ТЕКСТОВЫЙ БЛОК:
Я теперь чувствую себя в одной лодке с ними, больными людьми. Я такая же. Больше им сочувствую, лучше понимаю.

Перед сном иду в душ и смотрю на своё ещё смуглое после Агадира обнаженное тело. Правая грудь ярко выделяется, словно разрисованная сумасшедшим художником. Следы от дневного выстрела черно-синие, а от первого – желто-зеленые. Такую грудь не жалко и отрезать, подбадриваю себя я! И встаю под горячие струи воды.

Обследование

Клиника Эссена мне понравилась. На приеме у доктора не было ощущения, что я смертельно или даже просто опасно больна. Не зная языка, я видела, насколько организованно и толково началось наше взаимодействие. По словам Ефгении, немцы-доктора сообщают информацию без прикрас. И это похоже на правду.

Данные для указания по референциальным выражениям:
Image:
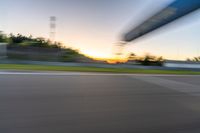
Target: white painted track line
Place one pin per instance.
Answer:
(87, 74)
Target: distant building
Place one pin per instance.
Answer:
(181, 64)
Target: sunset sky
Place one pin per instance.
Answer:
(95, 26)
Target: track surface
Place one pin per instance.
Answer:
(99, 103)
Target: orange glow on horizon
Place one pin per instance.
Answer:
(111, 59)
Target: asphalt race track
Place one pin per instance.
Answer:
(98, 103)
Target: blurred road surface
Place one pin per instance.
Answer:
(99, 103)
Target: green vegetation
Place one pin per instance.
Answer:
(28, 48)
(195, 59)
(92, 69)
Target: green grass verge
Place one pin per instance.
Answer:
(92, 69)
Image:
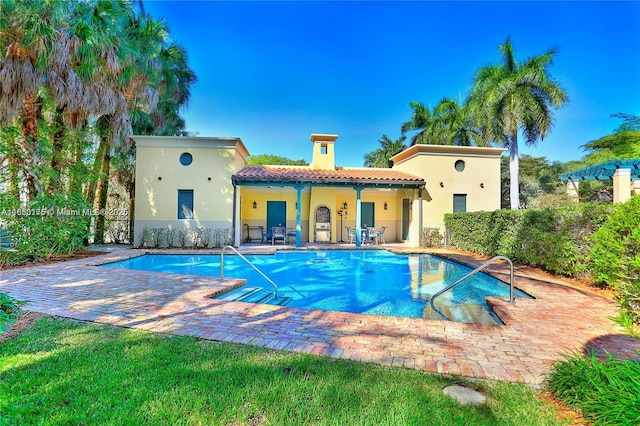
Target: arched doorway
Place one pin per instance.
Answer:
(322, 228)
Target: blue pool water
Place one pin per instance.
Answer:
(374, 282)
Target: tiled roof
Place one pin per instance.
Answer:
(338, 176)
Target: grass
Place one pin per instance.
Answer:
(67, 372)
(607, 393)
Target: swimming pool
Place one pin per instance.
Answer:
(375, 282)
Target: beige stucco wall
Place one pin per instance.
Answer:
(258, 216)
(159, 176)
(479, 181)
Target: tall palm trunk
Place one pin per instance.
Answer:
(131, 191)
(97, 165)
(75, 182)
(514, 170)
(14, 169)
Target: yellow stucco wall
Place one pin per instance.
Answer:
(258, 216)
(479, 181)
(159, 176)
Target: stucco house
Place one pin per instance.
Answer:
(205, 183)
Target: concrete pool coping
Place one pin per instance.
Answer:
(561, 320)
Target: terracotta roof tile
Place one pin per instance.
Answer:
(339, 175)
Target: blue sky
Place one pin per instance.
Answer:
(272, 73)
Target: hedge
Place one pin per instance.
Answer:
(557, 240)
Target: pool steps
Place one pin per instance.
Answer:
(254, 295)
(469, 313)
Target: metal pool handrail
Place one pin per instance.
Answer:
(275, 287)
(475, 271)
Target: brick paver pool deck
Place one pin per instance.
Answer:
(562, 319)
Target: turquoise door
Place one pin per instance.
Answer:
(276, 214)
(367, 215)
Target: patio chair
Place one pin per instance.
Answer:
(372, 235)
(351, 235)
(278, 233)
(381, 235)
(6, 241)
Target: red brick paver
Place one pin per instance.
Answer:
(561, 319)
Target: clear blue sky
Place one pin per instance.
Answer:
(272, 73)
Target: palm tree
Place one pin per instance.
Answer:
(447, 124)
(388, 148)
(516, 97)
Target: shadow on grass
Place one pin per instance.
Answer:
(71, 372)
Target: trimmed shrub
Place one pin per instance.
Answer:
(551, 239)
(615, 257)
(431, 237)
(47, 225)
(607, 393)
(10, 310)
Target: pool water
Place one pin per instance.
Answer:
(375, 282)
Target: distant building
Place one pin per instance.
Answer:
(200, 182)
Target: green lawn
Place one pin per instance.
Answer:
(66, 372)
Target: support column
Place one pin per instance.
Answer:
(621, 185)
(298, 216)
(635, 186)
(358, 218)
(573, 186)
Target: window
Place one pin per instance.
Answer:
(186, 159)
(185, 203)
(459, 203)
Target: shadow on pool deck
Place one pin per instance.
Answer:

ЧТО ТРЕБУЕТСЯ:
Ответьте на вопросы по тексту, каждый ответ с новой строки под той же буквой.
(a) После какого места тело в тексте всё ещё смуглое?
(b) Какого цвета следы от дневного выстрела и какого от первого?
(c) Какая клиника понравилась?

ОТВЕТ:
(a) После Агадира.
(b) Следы от дневного выстрела черно-синие, от первого желто-зеленые.
(c) Клиника Эссена.